## What to do
Return the records that follow unaltered. Omit every picture.

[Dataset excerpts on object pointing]
START
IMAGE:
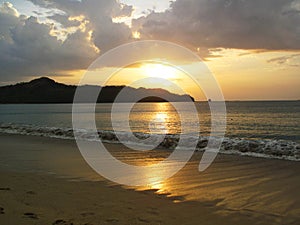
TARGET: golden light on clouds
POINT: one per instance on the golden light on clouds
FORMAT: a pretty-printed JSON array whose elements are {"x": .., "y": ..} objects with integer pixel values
[{"x": 136, "y": 35}]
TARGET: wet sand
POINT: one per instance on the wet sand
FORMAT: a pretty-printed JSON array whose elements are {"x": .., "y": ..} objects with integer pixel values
[{"x": 46, "y": 181}]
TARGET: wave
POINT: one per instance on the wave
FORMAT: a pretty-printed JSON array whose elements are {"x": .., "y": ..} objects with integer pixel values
[{"x": 265, "y": 148}]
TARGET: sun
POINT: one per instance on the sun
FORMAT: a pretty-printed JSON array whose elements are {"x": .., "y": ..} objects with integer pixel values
[{"x": 160, "y": 70}]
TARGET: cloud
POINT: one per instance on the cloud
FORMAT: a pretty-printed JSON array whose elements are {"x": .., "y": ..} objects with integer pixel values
[
  {"x": 241, "y": 24},
  {"x": 290, "y": 60},
  {"x": 30, "y": 47},
  {"x": 105, "y": 33}
]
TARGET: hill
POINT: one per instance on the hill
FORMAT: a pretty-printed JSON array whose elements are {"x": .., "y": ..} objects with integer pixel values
[{"x": 46, "y": 90}]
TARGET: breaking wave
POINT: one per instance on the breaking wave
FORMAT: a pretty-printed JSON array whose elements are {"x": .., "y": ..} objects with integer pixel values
[{"x": 265, "y": 148}]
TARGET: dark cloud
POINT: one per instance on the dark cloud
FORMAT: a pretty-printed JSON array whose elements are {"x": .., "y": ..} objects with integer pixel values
[
  {"x": 28, "y": 48},
  {"x": 106, "y": 34},
  {"x": 242, "y": 24}
]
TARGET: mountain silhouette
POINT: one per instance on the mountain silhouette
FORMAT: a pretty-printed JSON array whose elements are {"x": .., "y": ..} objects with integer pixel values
[{"x": 46, "y": 90}]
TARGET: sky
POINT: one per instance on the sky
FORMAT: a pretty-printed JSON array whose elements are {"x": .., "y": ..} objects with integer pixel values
[{"x": 251, "y": 46}]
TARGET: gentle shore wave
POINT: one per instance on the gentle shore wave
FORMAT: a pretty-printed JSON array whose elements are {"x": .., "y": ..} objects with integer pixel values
[{"x": 262, "y": 148}]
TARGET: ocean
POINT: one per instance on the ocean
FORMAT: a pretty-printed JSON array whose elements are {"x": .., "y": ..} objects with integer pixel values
[{"x": 269, "y": 129}]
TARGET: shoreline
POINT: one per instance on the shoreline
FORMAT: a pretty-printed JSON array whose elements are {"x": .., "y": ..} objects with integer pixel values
[{"x": 235, "y": 189}]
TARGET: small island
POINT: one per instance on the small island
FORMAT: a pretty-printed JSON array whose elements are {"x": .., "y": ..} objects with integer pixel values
END
## Expected answer
IMAGE:
TARGET: golden light on clouds
POINT: one per instance on the golden light on clouds
FORMAT: a pretty-printed JSON array whose elements are {"x": .., "y": ..} objects with integer pixel values
[{"x": 136, "y": 35}]
TARGET: wet sand
POINT: one per instance on the wet sand
FORMAT: a pretty-printed JSON array whose elements are {"x": .., "y": ..} objects with integer pixel values
[{"x": 46, "y": 181}]
TARGET: wave
POINT: one per instance on the wave
FORMAT: a pretty-printed JSON array whose elements are {"x": .., "y": ..} objects with integer pixel values
[{"x": 265, "y": 148}]
TARGET: sun
POINT: one per instance on the sun
FORMAT: a pretty-printed JSON array whose elements are {"x": .., "y": ..} objects with integer pixel values
[{"x": 160, "y": 70}]
TARGET: cloud
POINT: one per instance on the cloud
FORMAT: a pretty-printed JSON array whose elements are {"x": .., "y": ..} objects with integer pixel values
[
  {"x": 241, "y": 24},
  {"x": 290, "y": 60},
  {"x": 30, "y": 47},
  {"x": 105, "y": 33}
]
TARGET: hill
POINT: one per instance on the hill
FORMAT: a pretty-printed JSON array whose elements are {"x": .., "y": ..} objects with integer pixel values
[{"x": 46, "y": 90}]
TARGET: breaking wave
POINT: one per instance on the breaking wave
FORMAT: a pretty-printed JSON array whose elements are {"x": .., "y": ..} objects with integer pixel values
[{"x": 265, "y": 148}]
TARGET: dark cloud
POINT: one per instance on the dark cloud
FORMAT: a pretty-printed JSON array whose elements are {"x": .., "y": ..} objects with integer pixel values
[
  {"x": 28, "y": 48},
  {"x": 106, "y": 34},
  {"x": 242, "y": 24}
]
TARGET: mountain silhouette
POINT: one per instance on the mountain silhouette
FORMAT: a pretty-printed JSON array whose elements are {"x": .., "y": ..} objects with integer pixel values
[{"x": 46, "y": 90}]
TARGET: sky
POINT: one per instance on the sky
FORMAT: a pretty-printed JSON array whose elements are {"x": .., "y": ..} objects with integer pixel values
[{"x": 251, "y": 46}]
TARGET: gentle shore wave
POINT: one per instance on the gentle shore wave
FORMAT: a pretty-printed JSON array whose elements are {"x": .., "y": ..} objects with integer pixel values
[{"x": 262, "y": 148}]
TARGET: ocean
POINT: one per instance on the ocean
FORMAT: a pretty-printed JSON array whose elements are {"x": .., "y": ..} objects with integer pixel values
[{"x": 269, "y": 129}]
TARGET: shoreline
POINT: one per instance on the shoreline
FORMAT: a pretty-printed JSON array whose elements are {"x": .., "y": ..} objects with integer pixel values
[{"x": 235, "y": 189}]
TARGET: small island
POINT: one per instance on the small island
FORMAT: a pretty-printed JSON array whose elements are {"x": .., "y": ..} objects with integer pixel values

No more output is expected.